┏━━

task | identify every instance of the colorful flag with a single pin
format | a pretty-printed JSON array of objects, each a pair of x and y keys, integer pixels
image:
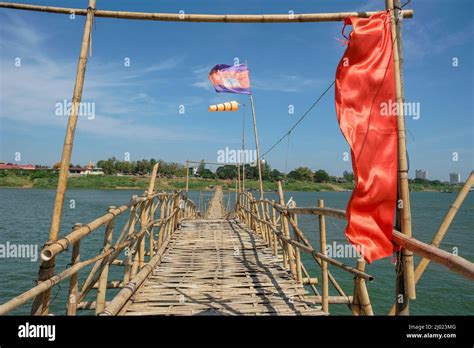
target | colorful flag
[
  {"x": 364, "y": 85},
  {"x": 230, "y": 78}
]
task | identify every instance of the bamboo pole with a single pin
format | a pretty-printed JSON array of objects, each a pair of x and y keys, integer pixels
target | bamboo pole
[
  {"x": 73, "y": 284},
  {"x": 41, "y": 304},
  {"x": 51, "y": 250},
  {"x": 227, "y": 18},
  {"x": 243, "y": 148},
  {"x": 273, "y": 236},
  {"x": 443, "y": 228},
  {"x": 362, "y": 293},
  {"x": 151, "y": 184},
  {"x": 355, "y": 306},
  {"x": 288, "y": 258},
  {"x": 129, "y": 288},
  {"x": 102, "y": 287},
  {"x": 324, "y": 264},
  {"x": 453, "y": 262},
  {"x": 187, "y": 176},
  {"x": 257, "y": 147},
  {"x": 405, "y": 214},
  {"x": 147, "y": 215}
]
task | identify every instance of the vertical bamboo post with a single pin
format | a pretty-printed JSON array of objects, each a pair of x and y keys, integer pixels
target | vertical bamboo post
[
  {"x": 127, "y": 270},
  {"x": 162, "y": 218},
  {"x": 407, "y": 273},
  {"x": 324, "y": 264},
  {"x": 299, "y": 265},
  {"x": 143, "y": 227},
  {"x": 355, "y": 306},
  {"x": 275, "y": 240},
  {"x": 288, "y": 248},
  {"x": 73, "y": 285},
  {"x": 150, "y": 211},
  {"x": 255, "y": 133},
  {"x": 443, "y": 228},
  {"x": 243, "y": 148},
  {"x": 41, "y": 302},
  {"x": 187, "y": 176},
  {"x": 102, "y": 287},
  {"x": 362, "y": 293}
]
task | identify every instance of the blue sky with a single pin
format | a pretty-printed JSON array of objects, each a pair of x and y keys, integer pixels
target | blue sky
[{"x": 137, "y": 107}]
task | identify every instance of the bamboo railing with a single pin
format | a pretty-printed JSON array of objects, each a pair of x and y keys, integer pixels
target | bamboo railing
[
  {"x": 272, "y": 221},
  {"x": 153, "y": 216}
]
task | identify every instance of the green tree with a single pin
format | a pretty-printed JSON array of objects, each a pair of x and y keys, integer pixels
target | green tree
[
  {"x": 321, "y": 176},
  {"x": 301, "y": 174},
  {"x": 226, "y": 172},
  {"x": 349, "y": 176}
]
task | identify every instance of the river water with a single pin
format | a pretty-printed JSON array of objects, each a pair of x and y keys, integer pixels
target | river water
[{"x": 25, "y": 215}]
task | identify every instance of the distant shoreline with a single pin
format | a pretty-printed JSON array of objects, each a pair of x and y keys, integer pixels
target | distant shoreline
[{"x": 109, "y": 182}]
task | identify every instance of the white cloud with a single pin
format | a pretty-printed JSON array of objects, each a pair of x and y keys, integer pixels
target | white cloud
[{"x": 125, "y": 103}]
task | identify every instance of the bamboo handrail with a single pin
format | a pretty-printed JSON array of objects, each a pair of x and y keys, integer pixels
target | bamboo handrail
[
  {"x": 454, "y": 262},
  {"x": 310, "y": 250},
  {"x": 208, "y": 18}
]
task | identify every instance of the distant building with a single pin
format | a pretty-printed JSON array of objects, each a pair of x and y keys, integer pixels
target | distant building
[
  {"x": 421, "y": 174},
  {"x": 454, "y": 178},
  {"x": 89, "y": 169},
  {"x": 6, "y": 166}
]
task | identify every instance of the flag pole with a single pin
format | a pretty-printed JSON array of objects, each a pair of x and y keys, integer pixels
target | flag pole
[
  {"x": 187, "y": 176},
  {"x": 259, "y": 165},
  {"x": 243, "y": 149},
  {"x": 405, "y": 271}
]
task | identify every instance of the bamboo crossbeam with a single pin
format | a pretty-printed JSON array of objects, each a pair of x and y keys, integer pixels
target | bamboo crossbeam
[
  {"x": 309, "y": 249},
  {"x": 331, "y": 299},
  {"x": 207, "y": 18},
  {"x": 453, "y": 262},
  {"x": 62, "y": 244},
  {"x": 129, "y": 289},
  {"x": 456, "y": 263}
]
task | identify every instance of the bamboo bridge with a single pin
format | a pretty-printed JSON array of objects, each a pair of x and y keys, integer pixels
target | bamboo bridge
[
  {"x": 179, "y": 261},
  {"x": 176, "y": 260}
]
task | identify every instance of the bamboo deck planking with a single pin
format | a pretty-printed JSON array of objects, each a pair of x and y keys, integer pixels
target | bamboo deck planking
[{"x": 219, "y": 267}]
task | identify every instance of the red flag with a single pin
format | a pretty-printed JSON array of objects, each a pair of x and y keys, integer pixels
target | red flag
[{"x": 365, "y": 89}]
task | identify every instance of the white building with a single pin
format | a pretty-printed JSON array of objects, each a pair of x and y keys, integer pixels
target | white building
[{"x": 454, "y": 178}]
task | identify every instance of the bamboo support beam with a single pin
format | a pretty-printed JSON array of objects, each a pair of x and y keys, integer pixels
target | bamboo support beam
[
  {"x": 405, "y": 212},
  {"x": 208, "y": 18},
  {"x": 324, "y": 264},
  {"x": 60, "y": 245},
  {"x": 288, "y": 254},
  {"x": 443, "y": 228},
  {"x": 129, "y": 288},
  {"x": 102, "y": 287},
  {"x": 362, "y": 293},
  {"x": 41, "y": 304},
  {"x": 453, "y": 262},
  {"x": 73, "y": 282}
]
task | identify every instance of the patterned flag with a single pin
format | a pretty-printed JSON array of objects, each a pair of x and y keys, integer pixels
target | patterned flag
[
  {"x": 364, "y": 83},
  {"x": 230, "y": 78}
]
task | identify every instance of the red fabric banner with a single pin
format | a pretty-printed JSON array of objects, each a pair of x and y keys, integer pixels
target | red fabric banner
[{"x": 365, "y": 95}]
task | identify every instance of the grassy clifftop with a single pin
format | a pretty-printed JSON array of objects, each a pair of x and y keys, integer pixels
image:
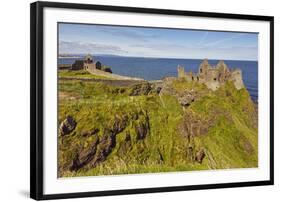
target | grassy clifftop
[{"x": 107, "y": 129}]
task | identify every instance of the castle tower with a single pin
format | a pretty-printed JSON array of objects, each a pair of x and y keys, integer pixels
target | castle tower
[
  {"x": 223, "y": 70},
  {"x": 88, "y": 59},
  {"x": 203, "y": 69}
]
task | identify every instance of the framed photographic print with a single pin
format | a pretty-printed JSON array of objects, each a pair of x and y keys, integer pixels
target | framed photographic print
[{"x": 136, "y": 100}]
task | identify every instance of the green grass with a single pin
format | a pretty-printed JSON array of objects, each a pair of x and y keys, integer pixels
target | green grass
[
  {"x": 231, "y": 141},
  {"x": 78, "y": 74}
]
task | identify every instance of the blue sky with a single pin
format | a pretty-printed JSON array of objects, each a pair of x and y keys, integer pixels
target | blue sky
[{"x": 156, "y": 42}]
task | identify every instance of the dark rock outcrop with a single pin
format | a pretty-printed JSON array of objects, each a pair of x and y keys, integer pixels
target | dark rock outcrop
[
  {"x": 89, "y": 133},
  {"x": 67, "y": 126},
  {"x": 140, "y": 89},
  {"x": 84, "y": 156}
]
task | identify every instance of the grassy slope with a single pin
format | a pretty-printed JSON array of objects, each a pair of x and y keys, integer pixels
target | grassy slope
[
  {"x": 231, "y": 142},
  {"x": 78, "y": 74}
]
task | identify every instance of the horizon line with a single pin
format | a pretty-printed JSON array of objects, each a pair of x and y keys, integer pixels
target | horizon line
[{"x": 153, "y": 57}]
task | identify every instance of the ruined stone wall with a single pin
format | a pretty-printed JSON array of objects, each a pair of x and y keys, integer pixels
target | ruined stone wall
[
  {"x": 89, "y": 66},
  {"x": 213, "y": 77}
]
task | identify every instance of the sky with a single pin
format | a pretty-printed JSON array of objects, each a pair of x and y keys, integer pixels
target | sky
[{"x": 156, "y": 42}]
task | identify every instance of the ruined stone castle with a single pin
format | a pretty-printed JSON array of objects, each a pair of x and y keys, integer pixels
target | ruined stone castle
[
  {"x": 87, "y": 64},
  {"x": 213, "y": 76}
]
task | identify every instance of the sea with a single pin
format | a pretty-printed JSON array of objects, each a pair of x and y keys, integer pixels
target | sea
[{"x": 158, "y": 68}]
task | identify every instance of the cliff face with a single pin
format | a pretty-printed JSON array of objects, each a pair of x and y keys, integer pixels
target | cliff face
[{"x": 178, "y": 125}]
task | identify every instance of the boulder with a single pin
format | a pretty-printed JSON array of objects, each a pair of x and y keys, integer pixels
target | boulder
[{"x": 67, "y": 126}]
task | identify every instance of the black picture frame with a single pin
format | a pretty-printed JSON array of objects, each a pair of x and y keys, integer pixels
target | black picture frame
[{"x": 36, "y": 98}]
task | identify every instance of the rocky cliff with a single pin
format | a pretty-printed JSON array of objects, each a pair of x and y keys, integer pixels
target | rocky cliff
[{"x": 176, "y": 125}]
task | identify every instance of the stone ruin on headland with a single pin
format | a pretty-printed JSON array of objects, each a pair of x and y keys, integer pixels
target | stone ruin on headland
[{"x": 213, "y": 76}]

┗━━

Please copy the records word for word, from the line with "task | identify every instance of the rocky" up to and including the final line of the records.

task | identify every instance of the rocky cliff with a single pin
format | a pretty-printed JSON array of objects, each a pair of x and y keys, integer pixels
target | rocky cliff
[{"x": 176, "y": 125}]
task | identify every instance of the stone ruin on headland with a single pin
format | a pretty-printed JSON array of objects, each a pair of x and y keys, integer pixels
target | stone ruin on headland
[{"x": 213, "y": 76}]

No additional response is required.